Reproduce, word for word, the part of the text on cream preservatives starting with "While this experiment" and going on through "just its preservatives.".
═════ Reading text
The sample on the right with potassium sorbate has suppressed the growth of the more orange / brown coloured organism but has since been overwhelmed by this black fluffy mould – a situation that wasn't entirely un-predictable. Potassium Sorbate is a gentle and slow acting preservative with limited range, focusing on yeast and mould control rather than bacteria. That said, it looks to my untrained eye that mould has grown on here so maybe without the back up from an antibacterial specialist, the mould easily overwhelms this chemical. It's possible.
In the complete absence of anti-microbials, the base cream let whatever was in the cream from the start grow, again a state that was to be expected given the nutrient nature of the base cream. Microbes need water, fats and a pleasant environment to thrive and a cosmetic emulsion gives them all of that and more. Microbes enter the cream base on the ingredients we use, during manufacturing, filling and when we test and use the product. There's no doubt the microbes growing in the un-preserved cream would be those that thrive on its pH, water and fat content so change those and you may well get a different result. What's unlikely is that we could change any of those things enough for this cream to not need a preservative strategy.
While this experiment has focused on preservatives (chemicals with a distinct anti-microbial action), there are different strategies that can be employed to keep a formula microbe free without using this type of chemistry. For this reason, it's often best to think of a formulation's preservative strategy rather than just its preservatives.
══════════
═════ Entries supplied
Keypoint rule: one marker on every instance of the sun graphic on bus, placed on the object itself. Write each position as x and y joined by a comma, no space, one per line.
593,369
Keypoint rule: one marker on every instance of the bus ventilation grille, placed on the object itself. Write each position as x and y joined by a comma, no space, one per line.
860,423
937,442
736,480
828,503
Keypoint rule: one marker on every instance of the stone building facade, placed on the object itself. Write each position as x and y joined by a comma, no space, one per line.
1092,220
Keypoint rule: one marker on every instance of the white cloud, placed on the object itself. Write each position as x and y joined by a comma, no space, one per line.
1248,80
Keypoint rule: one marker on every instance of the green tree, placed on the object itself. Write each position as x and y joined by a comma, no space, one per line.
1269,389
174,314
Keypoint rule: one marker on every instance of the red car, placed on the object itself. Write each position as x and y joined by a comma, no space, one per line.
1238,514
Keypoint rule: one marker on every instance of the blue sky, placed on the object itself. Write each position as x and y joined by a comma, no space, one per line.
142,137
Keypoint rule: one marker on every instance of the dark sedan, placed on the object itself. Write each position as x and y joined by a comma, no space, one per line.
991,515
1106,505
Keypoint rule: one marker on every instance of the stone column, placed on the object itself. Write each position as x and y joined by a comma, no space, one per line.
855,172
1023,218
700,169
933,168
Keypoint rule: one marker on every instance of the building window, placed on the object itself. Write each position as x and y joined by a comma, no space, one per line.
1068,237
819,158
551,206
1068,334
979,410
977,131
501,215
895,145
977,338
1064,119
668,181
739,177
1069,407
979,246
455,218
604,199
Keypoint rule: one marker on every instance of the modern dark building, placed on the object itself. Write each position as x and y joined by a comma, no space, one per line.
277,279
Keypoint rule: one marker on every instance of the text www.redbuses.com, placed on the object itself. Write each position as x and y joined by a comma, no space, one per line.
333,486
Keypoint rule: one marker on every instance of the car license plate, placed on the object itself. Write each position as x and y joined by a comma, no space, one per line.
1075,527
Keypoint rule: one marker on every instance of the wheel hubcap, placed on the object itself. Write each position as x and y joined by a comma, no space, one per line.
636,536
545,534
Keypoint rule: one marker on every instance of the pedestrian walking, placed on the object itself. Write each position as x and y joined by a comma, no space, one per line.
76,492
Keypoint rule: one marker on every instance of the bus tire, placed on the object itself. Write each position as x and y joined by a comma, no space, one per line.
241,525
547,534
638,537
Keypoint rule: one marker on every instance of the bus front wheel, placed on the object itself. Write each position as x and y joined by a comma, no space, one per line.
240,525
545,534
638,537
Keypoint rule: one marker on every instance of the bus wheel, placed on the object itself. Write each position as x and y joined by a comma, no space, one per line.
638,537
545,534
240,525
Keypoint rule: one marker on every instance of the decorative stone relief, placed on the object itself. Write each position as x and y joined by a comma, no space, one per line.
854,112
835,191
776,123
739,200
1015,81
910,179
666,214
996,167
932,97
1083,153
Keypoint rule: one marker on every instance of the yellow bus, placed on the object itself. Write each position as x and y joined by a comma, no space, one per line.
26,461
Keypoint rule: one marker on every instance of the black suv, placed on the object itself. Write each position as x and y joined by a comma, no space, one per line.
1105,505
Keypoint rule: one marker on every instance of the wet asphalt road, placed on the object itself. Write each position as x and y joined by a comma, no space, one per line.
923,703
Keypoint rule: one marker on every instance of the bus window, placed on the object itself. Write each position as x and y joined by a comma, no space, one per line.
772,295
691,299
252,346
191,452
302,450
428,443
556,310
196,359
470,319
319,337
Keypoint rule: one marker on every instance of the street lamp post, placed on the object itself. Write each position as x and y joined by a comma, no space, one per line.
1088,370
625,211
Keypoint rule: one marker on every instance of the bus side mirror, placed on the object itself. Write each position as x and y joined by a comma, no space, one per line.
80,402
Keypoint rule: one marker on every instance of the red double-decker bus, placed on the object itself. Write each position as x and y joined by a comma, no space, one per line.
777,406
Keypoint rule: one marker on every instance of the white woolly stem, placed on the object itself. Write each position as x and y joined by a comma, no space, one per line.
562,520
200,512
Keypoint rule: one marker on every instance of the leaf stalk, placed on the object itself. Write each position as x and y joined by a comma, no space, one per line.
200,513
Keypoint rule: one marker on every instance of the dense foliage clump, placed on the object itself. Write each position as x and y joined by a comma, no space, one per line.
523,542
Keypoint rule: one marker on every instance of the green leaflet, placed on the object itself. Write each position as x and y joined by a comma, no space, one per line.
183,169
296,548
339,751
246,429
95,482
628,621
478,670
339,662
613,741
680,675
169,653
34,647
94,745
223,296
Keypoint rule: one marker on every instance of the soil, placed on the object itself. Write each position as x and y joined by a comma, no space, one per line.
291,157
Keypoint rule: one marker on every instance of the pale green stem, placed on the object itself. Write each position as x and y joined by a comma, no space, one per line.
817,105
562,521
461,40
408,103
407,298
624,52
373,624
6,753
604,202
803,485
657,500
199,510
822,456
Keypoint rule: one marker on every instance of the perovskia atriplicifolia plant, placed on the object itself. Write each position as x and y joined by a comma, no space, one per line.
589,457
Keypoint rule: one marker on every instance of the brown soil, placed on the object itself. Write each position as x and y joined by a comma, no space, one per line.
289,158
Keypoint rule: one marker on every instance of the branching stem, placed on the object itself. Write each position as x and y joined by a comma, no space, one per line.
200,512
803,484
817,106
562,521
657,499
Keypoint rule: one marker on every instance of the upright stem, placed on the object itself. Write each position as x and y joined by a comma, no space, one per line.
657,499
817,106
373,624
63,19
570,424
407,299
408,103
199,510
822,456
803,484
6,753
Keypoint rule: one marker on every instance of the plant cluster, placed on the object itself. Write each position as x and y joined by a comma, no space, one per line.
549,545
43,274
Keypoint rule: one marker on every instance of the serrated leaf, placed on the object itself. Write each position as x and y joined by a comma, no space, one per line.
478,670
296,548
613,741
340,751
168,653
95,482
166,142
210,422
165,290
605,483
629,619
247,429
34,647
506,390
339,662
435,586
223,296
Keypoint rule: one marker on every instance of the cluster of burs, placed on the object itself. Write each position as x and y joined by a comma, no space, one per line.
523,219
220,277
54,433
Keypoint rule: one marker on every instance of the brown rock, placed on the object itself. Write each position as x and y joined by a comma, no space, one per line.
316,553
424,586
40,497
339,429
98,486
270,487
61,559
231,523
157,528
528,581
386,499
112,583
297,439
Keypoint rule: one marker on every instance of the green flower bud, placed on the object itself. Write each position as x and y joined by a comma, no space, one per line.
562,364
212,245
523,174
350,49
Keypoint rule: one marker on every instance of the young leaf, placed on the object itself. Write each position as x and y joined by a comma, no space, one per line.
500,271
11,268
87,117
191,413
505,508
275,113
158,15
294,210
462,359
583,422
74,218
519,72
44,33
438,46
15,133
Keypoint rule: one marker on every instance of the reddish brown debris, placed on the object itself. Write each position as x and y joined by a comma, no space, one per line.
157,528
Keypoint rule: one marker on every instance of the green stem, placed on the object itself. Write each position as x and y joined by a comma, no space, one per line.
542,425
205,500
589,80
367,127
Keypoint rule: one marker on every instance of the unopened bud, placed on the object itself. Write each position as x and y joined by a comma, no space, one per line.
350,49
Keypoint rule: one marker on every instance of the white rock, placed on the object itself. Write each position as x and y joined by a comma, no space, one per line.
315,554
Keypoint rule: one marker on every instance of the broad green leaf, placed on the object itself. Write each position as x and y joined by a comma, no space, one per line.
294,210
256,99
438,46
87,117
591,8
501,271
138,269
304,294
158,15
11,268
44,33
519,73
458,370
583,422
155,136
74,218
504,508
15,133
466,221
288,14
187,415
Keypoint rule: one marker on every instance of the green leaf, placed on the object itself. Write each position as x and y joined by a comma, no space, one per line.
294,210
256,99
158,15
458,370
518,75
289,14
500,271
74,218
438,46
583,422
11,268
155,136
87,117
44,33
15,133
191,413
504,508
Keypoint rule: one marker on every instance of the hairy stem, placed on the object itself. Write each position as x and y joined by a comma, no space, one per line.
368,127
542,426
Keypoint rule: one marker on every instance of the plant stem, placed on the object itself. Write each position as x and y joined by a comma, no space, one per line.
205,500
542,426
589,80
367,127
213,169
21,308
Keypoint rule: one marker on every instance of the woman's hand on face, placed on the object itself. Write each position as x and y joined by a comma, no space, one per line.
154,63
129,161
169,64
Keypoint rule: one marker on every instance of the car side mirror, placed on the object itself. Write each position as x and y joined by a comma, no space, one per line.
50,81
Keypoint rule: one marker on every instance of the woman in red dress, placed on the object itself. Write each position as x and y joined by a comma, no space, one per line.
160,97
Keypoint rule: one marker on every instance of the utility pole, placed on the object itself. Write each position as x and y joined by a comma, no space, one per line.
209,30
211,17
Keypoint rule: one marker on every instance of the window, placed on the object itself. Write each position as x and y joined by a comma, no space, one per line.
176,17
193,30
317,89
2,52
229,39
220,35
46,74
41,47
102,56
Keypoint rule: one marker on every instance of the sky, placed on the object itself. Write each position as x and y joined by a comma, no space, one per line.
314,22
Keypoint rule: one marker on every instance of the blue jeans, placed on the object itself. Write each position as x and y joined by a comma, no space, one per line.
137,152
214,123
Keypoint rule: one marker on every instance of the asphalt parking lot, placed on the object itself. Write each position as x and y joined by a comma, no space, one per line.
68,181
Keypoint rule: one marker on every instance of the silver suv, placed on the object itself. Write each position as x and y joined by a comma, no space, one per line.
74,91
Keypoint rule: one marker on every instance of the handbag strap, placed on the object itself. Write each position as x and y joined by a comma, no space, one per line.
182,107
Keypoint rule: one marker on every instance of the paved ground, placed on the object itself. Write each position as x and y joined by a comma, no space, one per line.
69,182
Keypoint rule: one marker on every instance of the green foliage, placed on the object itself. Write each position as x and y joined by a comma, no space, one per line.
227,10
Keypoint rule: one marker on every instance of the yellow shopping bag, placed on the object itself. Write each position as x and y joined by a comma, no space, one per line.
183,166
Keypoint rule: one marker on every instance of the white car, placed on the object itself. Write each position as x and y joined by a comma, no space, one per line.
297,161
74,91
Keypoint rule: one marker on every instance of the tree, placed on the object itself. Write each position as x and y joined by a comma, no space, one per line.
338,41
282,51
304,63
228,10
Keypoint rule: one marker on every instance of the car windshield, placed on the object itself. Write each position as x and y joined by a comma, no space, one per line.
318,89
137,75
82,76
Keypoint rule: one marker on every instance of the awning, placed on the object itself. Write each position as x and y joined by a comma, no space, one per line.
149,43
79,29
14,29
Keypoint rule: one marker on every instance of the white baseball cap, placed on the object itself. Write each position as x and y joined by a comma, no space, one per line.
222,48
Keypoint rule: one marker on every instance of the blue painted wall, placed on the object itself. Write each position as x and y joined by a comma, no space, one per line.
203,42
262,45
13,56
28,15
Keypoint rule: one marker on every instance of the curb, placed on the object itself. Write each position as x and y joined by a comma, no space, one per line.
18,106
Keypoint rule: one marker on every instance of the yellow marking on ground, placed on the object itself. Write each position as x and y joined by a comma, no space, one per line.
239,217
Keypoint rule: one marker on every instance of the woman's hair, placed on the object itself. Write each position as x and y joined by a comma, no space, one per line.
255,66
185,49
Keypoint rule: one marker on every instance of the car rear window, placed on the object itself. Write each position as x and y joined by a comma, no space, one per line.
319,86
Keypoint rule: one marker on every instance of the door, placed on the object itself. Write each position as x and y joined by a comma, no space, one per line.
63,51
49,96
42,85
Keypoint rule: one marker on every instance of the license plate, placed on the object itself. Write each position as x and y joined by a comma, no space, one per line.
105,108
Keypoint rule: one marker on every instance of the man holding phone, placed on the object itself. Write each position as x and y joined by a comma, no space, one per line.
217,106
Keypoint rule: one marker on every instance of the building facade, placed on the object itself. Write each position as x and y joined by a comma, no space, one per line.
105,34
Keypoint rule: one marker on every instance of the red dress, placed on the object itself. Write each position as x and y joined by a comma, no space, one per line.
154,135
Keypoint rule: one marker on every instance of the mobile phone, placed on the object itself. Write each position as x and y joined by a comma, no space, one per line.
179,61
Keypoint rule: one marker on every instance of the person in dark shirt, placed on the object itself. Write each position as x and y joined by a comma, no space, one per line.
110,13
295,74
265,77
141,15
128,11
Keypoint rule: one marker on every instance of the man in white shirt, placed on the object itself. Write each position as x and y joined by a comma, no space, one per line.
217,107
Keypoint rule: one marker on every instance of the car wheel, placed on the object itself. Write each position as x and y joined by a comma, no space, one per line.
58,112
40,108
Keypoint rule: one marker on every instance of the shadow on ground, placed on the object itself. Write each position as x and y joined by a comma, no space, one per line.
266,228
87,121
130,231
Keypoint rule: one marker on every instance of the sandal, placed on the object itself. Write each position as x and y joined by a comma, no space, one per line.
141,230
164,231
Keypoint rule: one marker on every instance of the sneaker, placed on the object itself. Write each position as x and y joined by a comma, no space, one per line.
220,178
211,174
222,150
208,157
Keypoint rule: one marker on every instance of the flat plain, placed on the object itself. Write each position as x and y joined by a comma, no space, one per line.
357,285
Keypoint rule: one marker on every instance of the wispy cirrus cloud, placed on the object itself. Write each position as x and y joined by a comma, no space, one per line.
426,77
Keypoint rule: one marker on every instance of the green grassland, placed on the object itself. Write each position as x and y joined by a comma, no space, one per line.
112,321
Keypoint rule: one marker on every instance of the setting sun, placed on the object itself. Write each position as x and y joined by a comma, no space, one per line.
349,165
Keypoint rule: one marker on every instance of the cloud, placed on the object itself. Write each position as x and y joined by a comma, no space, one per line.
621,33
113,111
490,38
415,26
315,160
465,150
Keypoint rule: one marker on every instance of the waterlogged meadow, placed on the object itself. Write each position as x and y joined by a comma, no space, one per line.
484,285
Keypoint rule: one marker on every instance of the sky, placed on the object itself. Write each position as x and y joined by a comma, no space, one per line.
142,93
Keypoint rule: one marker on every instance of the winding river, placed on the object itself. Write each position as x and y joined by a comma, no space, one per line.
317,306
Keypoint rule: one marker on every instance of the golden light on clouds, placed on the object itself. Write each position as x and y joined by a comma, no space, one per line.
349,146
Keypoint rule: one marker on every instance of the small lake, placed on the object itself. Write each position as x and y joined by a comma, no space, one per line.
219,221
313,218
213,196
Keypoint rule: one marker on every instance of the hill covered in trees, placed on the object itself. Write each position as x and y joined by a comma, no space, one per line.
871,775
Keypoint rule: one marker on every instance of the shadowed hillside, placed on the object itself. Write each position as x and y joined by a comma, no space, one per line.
══════════
Solution to this exercise →
While this experiment has focused on preservatives (chemicals with a distinct anti-microbial action), there are different strategies that can be employed to keep a formula microbe free without using this type of chemistry. For this reason, it's often best to think of a formulation's preservative strategy rather than just its preservatives.